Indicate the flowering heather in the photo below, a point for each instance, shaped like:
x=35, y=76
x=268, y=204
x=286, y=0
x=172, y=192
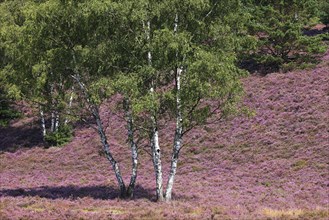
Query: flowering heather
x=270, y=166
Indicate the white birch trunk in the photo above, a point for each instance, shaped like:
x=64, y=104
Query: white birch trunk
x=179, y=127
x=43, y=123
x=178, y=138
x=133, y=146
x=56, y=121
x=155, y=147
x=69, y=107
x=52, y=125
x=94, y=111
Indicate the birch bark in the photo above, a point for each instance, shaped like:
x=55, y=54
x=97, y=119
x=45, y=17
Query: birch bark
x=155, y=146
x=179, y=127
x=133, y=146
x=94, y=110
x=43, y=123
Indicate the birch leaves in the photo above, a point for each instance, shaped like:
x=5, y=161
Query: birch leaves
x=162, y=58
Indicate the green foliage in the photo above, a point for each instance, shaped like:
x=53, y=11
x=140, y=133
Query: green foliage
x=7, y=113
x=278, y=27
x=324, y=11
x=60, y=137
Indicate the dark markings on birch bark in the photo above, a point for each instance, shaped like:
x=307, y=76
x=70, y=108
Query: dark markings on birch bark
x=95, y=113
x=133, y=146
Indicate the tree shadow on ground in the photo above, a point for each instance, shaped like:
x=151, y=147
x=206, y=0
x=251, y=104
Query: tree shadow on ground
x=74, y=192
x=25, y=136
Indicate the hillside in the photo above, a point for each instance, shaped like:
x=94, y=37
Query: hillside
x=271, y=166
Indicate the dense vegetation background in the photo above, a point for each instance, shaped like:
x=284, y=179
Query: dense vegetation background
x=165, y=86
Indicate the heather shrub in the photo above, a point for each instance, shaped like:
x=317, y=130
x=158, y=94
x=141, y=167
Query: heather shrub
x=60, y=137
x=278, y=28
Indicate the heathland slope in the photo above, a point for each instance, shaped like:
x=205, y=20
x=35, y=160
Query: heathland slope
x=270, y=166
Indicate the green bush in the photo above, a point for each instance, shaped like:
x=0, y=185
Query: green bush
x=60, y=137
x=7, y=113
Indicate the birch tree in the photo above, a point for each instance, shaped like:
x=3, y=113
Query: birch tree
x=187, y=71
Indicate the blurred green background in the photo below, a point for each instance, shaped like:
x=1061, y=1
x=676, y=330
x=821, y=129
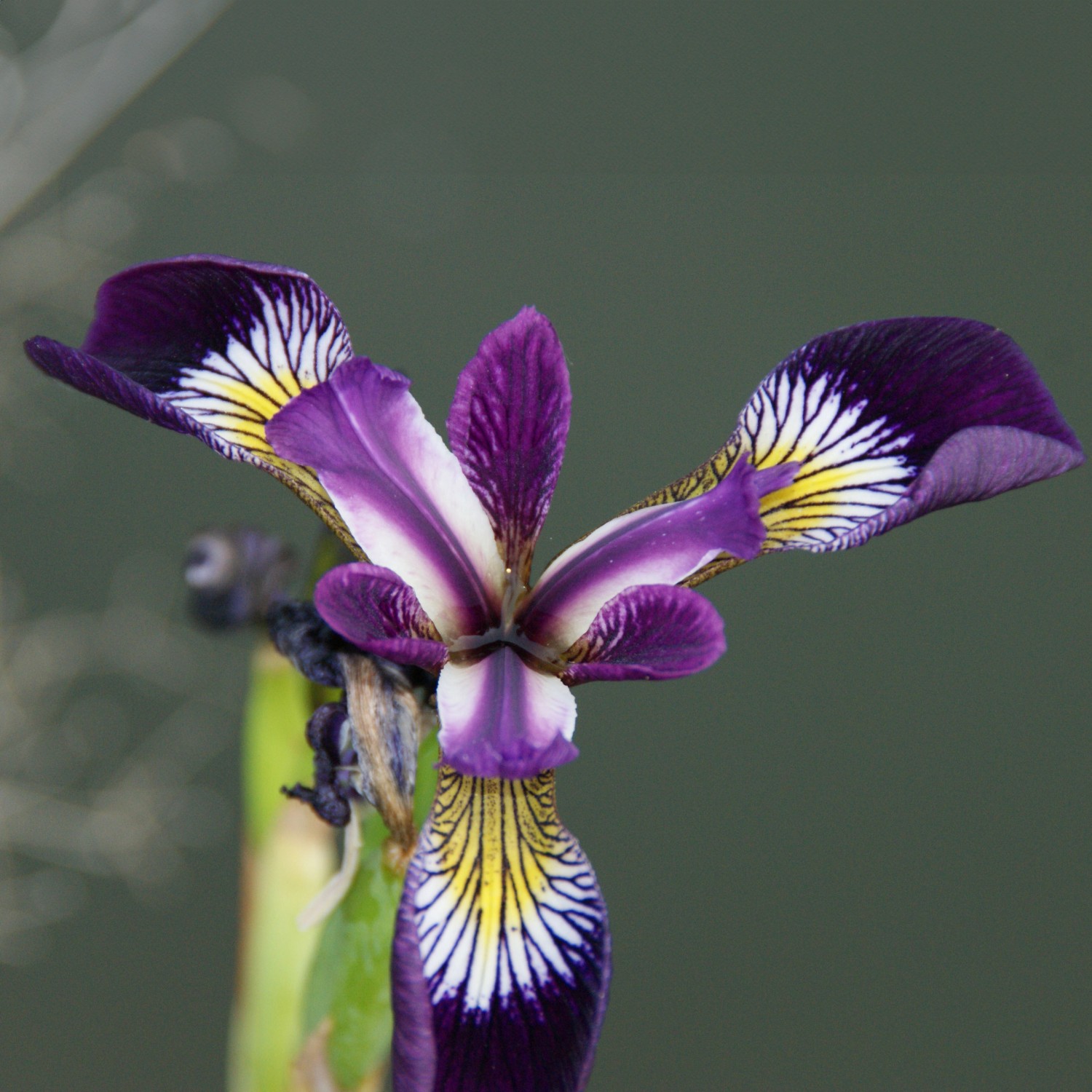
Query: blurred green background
- - - - - - -
Output all of the data word for word, excluding any pictures.

Solution to the problem
Indicate the flowering heather in the photo below, a point for each instance, shaped like:
x=35, y=76
x=268, y=204
x=286, y=0
x=172, y=192
Query: flowering heather
x=270, y=166
Indicate the white birch trunk in the photo above, a point for each instance, shaped like:
x=64, y=104
Query: white birch trunk
x=179, y=127
x=43, y=123
x=178, y=138
x=133, y=146
x=56, y=121
x=155, y=147
x=69, y=107
x=52, y=125
x=94, y=111
Indicate the birch bark in the photo above, a point for each instance, shaped like:
x=55, y=54
x=97, y=119
x=45, y=17
Query: birch bark
x=155, y=146
x=179, y=127
x=133, y=146
x=94, y=110
x=43, y=123
Indicate the birch leaves in the photo above, a point for each instance, shaped like:
x=5, y=161
Query: birch leaves
x=162, y=58
Indicate the green foliage in the photo above, a point for each instance, shaped like:
x=53, y=11
x=140, y=133
Query: green foliage
x=7, y=113
x=278, y=27
x=324, y=11
x=60, y=137
Indicate the dark markings on birch bark in the photo above, a point for each instance, shaped like:
x=307, y=76
x=70, y=108
Query: dark markings on birch bark
x=95, y=113
x=133, y=146
Indicate the tree shadow on ground in the photo above, a point for each instance, shaped like:
x=151, y=147
x=206, y=0
x=251, y=104
Query: tree shadow on ground
x=74, y=192
x=25, y=136
Indicate the hillside in the photo above, a point for each instance, shaped like:
x=94, y=37
Query: hillside
x=271, y=166
Indicate the dense vegetation background in the photo above, a point for each instance, shaped like:
x=284, y=179
Query: dense vegetation background
x=165, y=86
Indicate the heather shrub in the photo above, a point for each instance, shaped like:
x=317, y=130
x=158, y=94
x=141, y=167
Query: heather shrub
x=60, y=137
x=278, y=28
Indicate the heathland slope in the photo above, a point for each instance, shaped like:
x=205, y=20
x=35, y=160
Query: heathland slope
x=270, y=166
Indicate the green bush in the photo above, a point for each instance, shaped like:
x=0, y=185
Query: green bush
x=60, y=137
x=7, y=113
Indicate the birch tree in the photo above, a point for each instance, shaped like:
x=3, y=113
Query: birch tree
x=187, y=71
Indicate the blurred green background in the photo below, a point for each instance, shaped like:
x=1061, y=1
x=676, y=330
x=821, y=129
Query: blurred green background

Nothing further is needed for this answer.